>> start ENTRIES PROVIDED

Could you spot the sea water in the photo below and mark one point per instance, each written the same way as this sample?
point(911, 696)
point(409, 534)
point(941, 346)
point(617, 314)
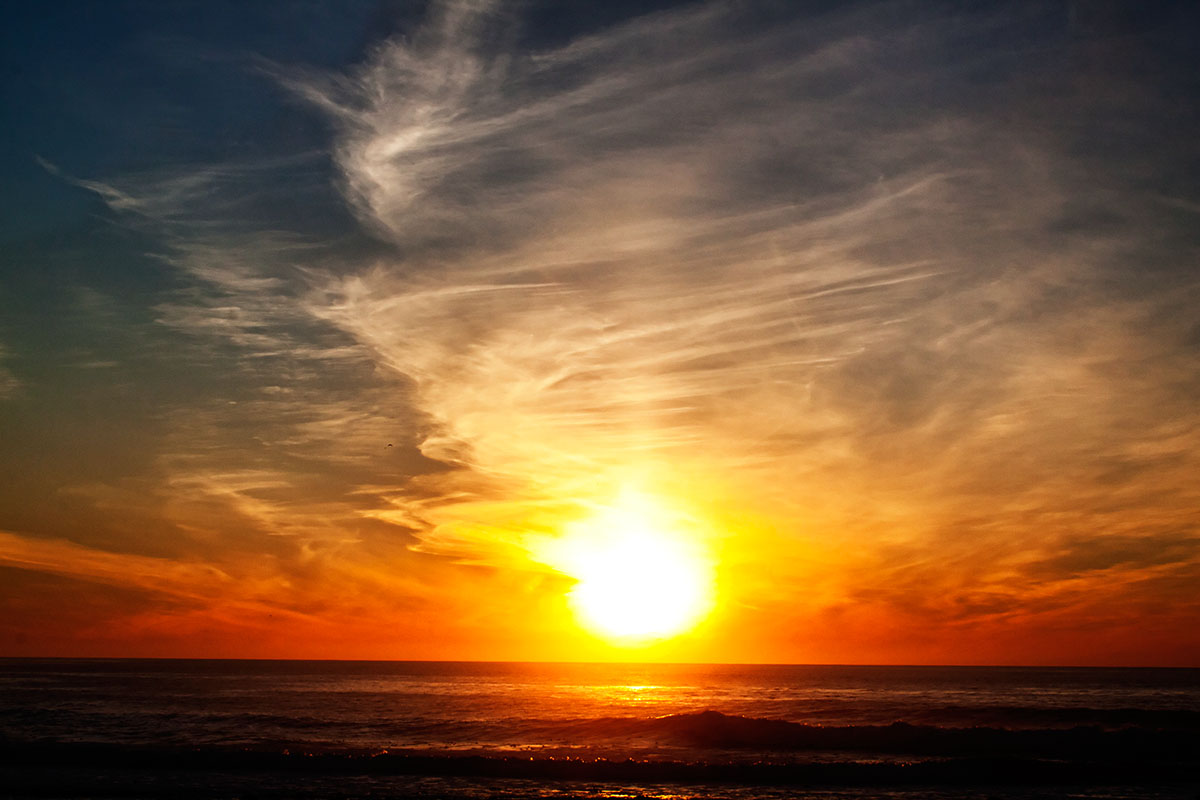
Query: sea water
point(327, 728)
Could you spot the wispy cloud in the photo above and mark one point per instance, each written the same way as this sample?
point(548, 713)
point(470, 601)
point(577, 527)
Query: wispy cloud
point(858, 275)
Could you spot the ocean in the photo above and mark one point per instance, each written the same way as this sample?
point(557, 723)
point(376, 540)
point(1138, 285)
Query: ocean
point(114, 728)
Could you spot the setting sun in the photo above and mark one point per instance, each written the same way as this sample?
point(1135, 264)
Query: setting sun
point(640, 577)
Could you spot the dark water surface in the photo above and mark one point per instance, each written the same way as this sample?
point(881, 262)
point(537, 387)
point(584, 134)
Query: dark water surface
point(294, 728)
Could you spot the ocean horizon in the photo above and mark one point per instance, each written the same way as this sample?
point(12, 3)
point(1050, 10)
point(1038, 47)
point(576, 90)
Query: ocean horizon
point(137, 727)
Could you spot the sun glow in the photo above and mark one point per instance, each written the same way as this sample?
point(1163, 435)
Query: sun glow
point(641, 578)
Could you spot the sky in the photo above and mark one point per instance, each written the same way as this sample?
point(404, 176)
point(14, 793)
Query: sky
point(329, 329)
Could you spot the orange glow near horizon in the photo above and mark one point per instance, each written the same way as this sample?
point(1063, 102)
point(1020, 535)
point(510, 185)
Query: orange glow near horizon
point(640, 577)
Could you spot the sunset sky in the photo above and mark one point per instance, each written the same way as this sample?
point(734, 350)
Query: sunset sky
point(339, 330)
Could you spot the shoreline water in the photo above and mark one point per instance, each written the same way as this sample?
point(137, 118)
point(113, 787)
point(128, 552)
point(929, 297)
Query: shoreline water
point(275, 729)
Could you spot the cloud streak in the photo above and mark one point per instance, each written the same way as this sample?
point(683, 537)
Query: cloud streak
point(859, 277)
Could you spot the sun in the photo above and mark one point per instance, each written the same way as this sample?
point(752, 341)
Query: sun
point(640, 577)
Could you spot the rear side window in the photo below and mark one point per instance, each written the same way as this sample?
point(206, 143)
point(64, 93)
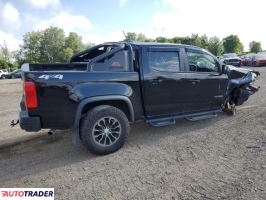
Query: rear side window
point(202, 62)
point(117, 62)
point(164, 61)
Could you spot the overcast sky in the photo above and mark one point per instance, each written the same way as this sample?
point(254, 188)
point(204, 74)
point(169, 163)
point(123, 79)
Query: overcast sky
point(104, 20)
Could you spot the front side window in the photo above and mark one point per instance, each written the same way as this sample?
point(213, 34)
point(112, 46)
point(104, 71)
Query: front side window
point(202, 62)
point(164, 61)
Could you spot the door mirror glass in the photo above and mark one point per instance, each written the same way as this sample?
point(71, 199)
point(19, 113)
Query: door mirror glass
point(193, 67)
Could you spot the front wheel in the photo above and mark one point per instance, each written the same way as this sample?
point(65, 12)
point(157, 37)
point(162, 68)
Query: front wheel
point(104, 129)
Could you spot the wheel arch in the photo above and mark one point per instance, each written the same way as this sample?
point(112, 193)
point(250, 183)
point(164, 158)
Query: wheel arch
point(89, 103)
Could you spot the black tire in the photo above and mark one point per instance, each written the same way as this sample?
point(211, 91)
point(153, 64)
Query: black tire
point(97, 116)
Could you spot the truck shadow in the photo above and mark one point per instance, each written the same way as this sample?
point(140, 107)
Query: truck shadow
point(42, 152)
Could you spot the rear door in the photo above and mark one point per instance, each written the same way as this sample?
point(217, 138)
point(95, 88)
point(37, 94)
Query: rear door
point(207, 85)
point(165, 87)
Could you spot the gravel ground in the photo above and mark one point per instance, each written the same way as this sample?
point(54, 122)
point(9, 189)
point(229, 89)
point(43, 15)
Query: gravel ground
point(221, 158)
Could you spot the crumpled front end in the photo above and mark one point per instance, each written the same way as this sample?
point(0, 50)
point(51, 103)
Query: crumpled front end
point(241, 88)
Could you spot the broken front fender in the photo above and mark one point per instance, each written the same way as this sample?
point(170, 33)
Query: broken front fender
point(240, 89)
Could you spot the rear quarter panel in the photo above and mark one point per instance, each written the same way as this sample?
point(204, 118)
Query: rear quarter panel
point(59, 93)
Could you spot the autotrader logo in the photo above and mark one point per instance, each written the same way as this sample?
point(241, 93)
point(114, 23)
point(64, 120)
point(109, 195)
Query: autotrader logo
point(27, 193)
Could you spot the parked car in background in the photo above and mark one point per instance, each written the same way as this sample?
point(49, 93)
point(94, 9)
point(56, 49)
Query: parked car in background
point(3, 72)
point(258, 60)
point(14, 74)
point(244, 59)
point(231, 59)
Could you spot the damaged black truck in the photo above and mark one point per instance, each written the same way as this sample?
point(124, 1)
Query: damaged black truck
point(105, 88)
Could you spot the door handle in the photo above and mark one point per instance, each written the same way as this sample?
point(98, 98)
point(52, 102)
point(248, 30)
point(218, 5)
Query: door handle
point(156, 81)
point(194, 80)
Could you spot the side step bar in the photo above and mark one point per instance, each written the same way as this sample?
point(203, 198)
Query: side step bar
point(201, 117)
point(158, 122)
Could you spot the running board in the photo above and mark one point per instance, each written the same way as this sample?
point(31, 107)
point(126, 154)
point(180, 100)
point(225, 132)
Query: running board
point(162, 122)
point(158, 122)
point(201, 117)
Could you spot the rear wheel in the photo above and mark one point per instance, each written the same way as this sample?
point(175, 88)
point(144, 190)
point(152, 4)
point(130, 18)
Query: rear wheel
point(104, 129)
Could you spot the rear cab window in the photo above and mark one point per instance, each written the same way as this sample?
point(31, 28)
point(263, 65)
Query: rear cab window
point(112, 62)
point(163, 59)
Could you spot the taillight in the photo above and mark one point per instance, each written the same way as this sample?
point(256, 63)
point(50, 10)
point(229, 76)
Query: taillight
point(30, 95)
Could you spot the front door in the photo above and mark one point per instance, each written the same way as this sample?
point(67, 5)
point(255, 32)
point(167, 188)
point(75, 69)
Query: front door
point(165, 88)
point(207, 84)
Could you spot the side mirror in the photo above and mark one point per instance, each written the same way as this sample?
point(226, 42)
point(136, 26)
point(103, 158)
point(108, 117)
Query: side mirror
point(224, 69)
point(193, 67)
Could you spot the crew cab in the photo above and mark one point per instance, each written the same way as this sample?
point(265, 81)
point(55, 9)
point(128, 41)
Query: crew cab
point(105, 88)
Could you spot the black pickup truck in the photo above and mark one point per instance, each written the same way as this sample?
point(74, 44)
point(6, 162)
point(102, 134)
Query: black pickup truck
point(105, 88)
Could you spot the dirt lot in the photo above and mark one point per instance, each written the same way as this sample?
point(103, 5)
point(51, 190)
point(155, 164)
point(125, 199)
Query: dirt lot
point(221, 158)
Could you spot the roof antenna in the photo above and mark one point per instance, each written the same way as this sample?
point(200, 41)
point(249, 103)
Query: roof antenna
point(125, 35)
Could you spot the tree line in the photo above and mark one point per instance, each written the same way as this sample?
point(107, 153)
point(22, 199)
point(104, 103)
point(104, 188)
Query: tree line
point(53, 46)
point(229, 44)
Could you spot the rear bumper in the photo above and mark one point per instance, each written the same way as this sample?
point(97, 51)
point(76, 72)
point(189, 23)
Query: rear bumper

>> end ENTRIES PROVIDED

WHAT YOU SHOULD DO ▸ Pictures are to be left out; all else in the entries above is to be quoted exactly.

WORKED ANSWER ▸
Could you spot the sea water in the photo below and mark one point per instance, each written the same way as this sample?
point(911, 696)
point(409, 534)
point(941, 346)
point(617, 314)
Query: sea water
point(327, 728)
Could you spot the wispy cloud in the photo above and mark one point per instance, each written the same way as this sample?
point(548, 713)
point(470, 601)
point(577, 527)
Query: wispy cloud
point(858, 275)
Could you spot the ocean in the photo above and mark one point per instance, each written the same way as this sample?
point(557, 723)
point(376, 540)
point(1138, 285)
Query: ocean
point(114, 728)
Could you spot the setting sun in the photo above and mark one point per instance, each written the same way as this sample?
point(1135, 264)
Query: setting sun
point(640, 577)
Could you spot the dark water surface in the photo above and mark one point per instance, each written the same way as this sample?
point(881, 262)
point(537, 387)
point(584, 134)
Query: dark water surface
point(294, 728)
Could you spot the ocean horizon in the photo above and mark one point per instance, each written the same way as this sample?
point(12, 3)
point(1050, 10)
point(1038, 47)
point(576, 90)
Query: ocean horizon
point(137, 727)
Could you spot the sun glow in the photo above and mark one point per instance, each written the same way as this sample?
point(1163, 435)
Query: sun glow
point(641, 578)
Could you spot the sky in the photo above and mark one point per instance, each written the same way as this sample?
point(404, 176)
point(14, 793)
Query: sky
point(329, 329)
Could you spot the orange glow near horizon in the photo above and mark one point per instance, each written the same way as this sample?
point(1063, 102)
point(1020, 535)
point(510, 185)
Query: orange glow near horizon
point(640, 577)
Could you spot the sunset sky in the photo above and mark one point per instance, each written the same way as this sample?
point(734, 350)
Query: sunset sky
point(339, 330)
Could you spot the shoreline water in the photo above and mark one point per instance, each written the same way as this sample?
point(137, 118)
point(113, 787)
point(128, 552)
point(929, 297)
Query: shoreline water
point(275, 729)
Could you spot the cloud streak in the photo above and mark one point per instance, each written the same way as this sample?
point(683, 537)
Query: cloud streak
point(859, 277)
Could you spot the sun in the photo above and mark one point per instance, each written the same way as this sample?
point(752, 341)
Query: sun
point(640, 577)
Could you spot the rear side window in the photo below and mark one point per instance, each written the same way as this sample?
point(206, 143)
point(64, 93)
Query: rear side window
point(202, 62)
point(117, 62)
point(164, 61)
Could you spot the overcast sky in the photo above and mark one point per instance, each written the same way as this sample?
point(254, 188)
point(204, 74)
point(169, 163)
point(123, 79)
Query: overcast sky
point(104, 20)
Could you spot the front side window in the photo above and mark one point per instance, each written the same way as this sample?
point(213, 34)
point(112, 46)
point(104, 71)
Query: front side window
point(202, 62)
point(164, 61)
Could you spot the door mirror glass in the photo above and mark one point per instance, each written the same way as this sample?
point(71, 199)
point(19, 113)
Query: door mirror glass
point(193, 67)
Could you spot the front wheel in the photo above and mark one point per instance, each written the same way as this sample?
point(65, 12)
point(157, 37)
point(162, 68)
Query: front wheel
point(104, 129)
Could you spot the wheel arch in the photo above and mark one point per instance, each written the same way as this sample?
point(112, 193)
point(250, 183)
point(164, 158)
Query: wheel arch
point(89, 103)
Could you spot the black tire in the photo above and mark one point per instance, each written the same way as this sample?
point(211, 91)
point(153, 64)
Query: black tire
point(97, 116)
Could you spot the truck shadow in the photo above and mark one point per instance, each written the same way as this sample?
point(140, 107)
Query: truck shadow
point(42, 152)
Could you spot the rear door in the photo above and mark one point per instance, each written the same way as this sample?
point(217, 138)
point(95, 88)
point(37, 94)
Query: rear door
point(207, 85)
point(165, 87)
Could you spot the gravel ground in the photo above and mark one point per instance, each written the same way as this sample?
point(54, 122)
point(9, 189)
point(229, 89)
point(43, 15)
Query: gravel ground
point(221, 158)
Could you spot the crumpled front end in the photo above and mark one point per instance, each written the same way as this sample?
point(0, 50)
point(51, 103)
Query: crumpled front end
point(241, 88)
Could you spot the broken front fender in the photo above and mark one point per instance, each written the same way as this sample?
point(170, 33)
Query: broken front fender
point(240, 89)
Could you spot the rear quarter panel in the photo above and mark one point per instance, each written the same way as this sample?
point(204, 118)
Query: rear quarter panel
point(59, 93)
Could you spot the autotrader logo in the photo above and mark one point per instance, each written the same way as this sample?
point(241, 93)
point(114, 23)
point(64, 120)
point(109, 195)
Query: autotrader logo
point(27, 193)
Could you spot the parked car in background in the photo above and mark one point per instance, each written the same way as this sample?
point(49, 93)
point(94, 9)
point(56, 49)
Query: parked car in background
point(3, 72)
point(258, 60)
point(14, 74)
point(244, 59)
point(231, 59)
Could you spot the damaged black truck in the photo above and mark one point per instance, each written the same way as this sample?
point(124, 1)
Query: damaged black truck
point(105, 88)
Could you spot the door handle in the photo above and mark one point per instance, each written the same way as this sample?
point(98, 98)
point(52, 102)
point(248, 30)
point(218, 5)
Query: door handle
point(156, 81)
point(194, 80)
Could you spot the side step bar in the photo above and mark one point per instance, each written the same way as this sample?
point(203, 198)
Query: side step bar
point(201, 117)
point(158, 122)
Could you spot the running board in the photo above and mark one point per instance, each written the same way as this sample?
point(31, 107)
point(126, 154)
point(180, 100)
point(225, 132)
Query: running board
point(162, 122)
point(158, 122)
point(201, 117)
Could you spot the rear wheel in the photo above and mark one point per instance, each written the same way as this sample?
point(175, 88)
point(144, 190)
point(152, 4)
point(130, 18)
Query: rear wheel
point(104, 129)
Could you spot the rear cab window in the photo above and mark one point per instance, each written the same way as this sample?
point(31, 28)
point(263, 65)
Query: rear cab window
point(112, 62)
point(163, 59)
Could you spot the taillight in the photo above and mark one point per instance, each written the same way as this sample?
point(256, 63)
point(50, 10)
point(229, 76)
Query: taillight
point(30, 95)
Could you spot the front door in the photo above and mark one point per instance, each written the same way as this sample?
point(67, 5)
point(255, 32)
point(167, 188)
point(75, 69)
Query: front door
point(165, 88)
point(207, 84)
Could you spot the side mirror in the photo above and mark one point per instance, each written the same way as this sample?
point(226, 42)
point(136, 26)
point(103, 158)
point(108, 117)
Query: side mirror
point(224, 69)
point(193, 67)
Could you spot the crew cab in the photo above and mark one point per instance, each written the same way as this sample?
point(265, 81)
point(55, 9)
point(128, 41)
Query: crew cab
point(105, 88)
Could you spot the black pickup truck in the photo above and mark one point per instance, each written the same way as this sample?
point(74, 44)
point(6, 162)
point(102, 134)
Query: black pickup truck
point(105, 88)
Could you spot the dirt lot in the photo above and mark one point per instance, each written the same way as this sample?
point(103, 5)
point(51, 190)
point(155, 164)
point(125, 199)
Query: dirt lot
point(221, 158)
Could you spot the roof antenna in the photo above and mark one point per instance, each written the same way as this sample?
point(200, 41)
point(249, 103)
Query: roof antenna
point(125, 35)
Could you spot the tree line in the photo above and mark one point per instance, each written the same way as this sample?
point(107, 153)
point(22, 199)
point(104, 103)
point(104, 188)
Query: tree line
point(53, 46)
point(229, 44)
Could you spot the rear bumper in the photo above and mark one point per instance, each written the same way as this sample?
point(97, 51)
point(76, 72)
point(189, 23)
Query: rear bumper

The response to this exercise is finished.